* _CONSEGNA 1_: Riscrivi il passo dell'ordinanza da "Udita la relazione" a "per l’a.i. 2006.", sostituendo "cartella di pagamento" con "avviso di pagamento".
* _CONSEGNA 2_: Restituisci come lista JSON di stringhe le righe fornite, dalla riga con "point: barren brown mountainside" fino all'ultima riga, una stringa per riga ed escludendo quelle vuote.

* _ESTRATTO DEL DOCUMENTO_:
---

Ordinanza di Cassazione Civile Sez. 5 Num. 23766 Anno 2024
Civile Ord. Sez. 5 Num. 23766 Anno 2024
Presidente: COGNOME NOME
Relatore: NOME
Data pubblicazione: 04/09/2024
ORDINANZA
sul ricorso iscritto al n. 17610/2021 R.G. proposto da: RAGIONE_SOCIALE, elettivamente domiciliata in INDIRIZZO, presso l’AVVOCATURA GENERALE DELLO STATO (P_IVA) che la rappresenta e difende
-ricorrente-
contro
COGNOME NOME
-intimato- avverso SENTENZA di COMM.TRIB.REG. della LOMBARDIA-MILANO n. 3040/2020 depositata il 21/12/2020.
Udita la relazione svolta nella camera di consiglio del 29/05/2024 dal Consigliere NOME COGNOME.
Rilevato che:
COGNOME NOME era attinto dalla cartella di pagamento n. 135 2010 0013628788000, notificata in data 6 ottobre 2010, scaturente da controllo automatizzato ex artt. 36 -bis DPR n. 600 del 1973 e 54 -bis DPR 633 del 1972, sul Mod. Unico 2007, presentato per l’a.i. 2006.

---

* _DATI FORNITI_:
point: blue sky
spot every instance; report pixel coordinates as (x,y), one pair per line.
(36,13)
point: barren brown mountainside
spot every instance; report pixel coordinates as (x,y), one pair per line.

---

* _RISPOSTA ATTESA 1_:
Udita la relazione svolta nella camera di consiglio del 29/05/2024 dal Consigliere NOME COGNOME.
Rilevato che:
COGNOME NOME era attinto dalla avviso di pagamento n. 135 2010 0013628788000, notificata in data 6 ottobre 2010, scaturente da controllo automatizzato ex artt. 36 -bis DPR n. 600 del 1973 e 54 -bis DPR 633 del 1972, sul Mod. Unico 2007, presentato per l’a.i. 2006.

* _RISPOSTA ATTESA 2_:
[
  "point: barren brown mountainside",
  "spot every instance; report pixel coordinates as (x,y), one pair per line."
]